Excerpted records -
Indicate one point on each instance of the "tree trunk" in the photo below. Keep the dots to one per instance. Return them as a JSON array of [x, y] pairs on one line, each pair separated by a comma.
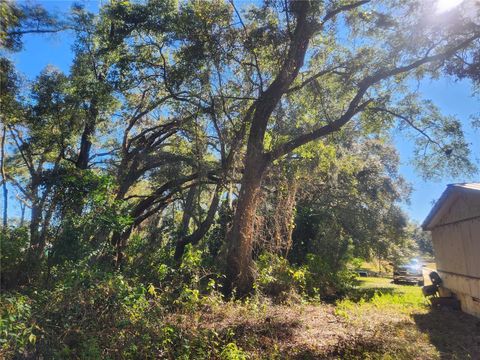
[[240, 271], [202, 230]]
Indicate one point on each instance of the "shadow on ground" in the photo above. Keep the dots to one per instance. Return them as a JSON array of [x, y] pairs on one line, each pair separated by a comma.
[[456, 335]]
--
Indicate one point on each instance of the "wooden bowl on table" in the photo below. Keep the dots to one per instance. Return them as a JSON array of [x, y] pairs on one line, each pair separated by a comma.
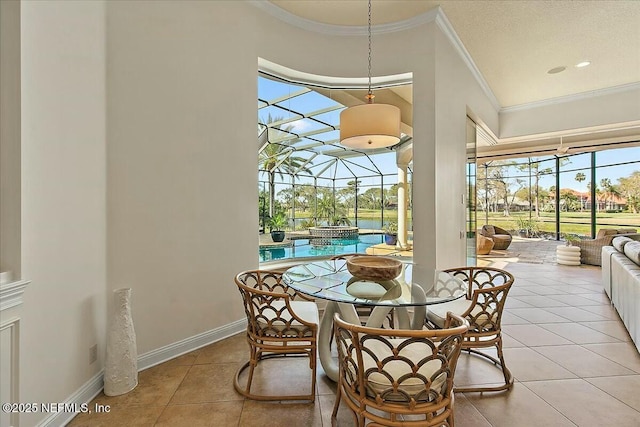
==
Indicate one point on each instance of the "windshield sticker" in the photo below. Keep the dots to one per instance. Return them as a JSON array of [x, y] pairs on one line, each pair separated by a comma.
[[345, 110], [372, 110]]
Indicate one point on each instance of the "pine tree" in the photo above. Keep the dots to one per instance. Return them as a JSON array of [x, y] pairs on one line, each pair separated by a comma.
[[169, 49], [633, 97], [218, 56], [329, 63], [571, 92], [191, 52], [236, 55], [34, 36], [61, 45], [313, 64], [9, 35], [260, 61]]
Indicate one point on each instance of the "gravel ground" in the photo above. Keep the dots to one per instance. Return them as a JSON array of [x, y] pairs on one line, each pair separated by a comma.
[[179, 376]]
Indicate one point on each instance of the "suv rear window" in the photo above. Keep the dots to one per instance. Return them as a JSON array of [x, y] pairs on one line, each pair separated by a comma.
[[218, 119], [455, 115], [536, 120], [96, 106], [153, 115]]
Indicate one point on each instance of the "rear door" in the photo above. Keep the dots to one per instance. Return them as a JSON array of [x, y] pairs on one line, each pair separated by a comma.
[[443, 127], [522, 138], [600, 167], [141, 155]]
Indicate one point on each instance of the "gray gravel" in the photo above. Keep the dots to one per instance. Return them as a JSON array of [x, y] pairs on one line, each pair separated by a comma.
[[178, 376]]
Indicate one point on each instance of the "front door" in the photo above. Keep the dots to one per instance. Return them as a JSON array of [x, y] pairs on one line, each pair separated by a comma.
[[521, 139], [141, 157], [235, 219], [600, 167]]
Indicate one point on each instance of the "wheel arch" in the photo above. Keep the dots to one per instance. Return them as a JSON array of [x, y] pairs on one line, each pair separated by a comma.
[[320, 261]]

Problem statement -
Find each row above that contains the string "arch" and copy it out in full. Case counts when matching.

Task output -
Indicate one point on each instance of the "wheel arch" in the photo above. Keep the dots to one per instance. Return them as a JSON array of [x, y] pairs on one line, each pair separated by a comma.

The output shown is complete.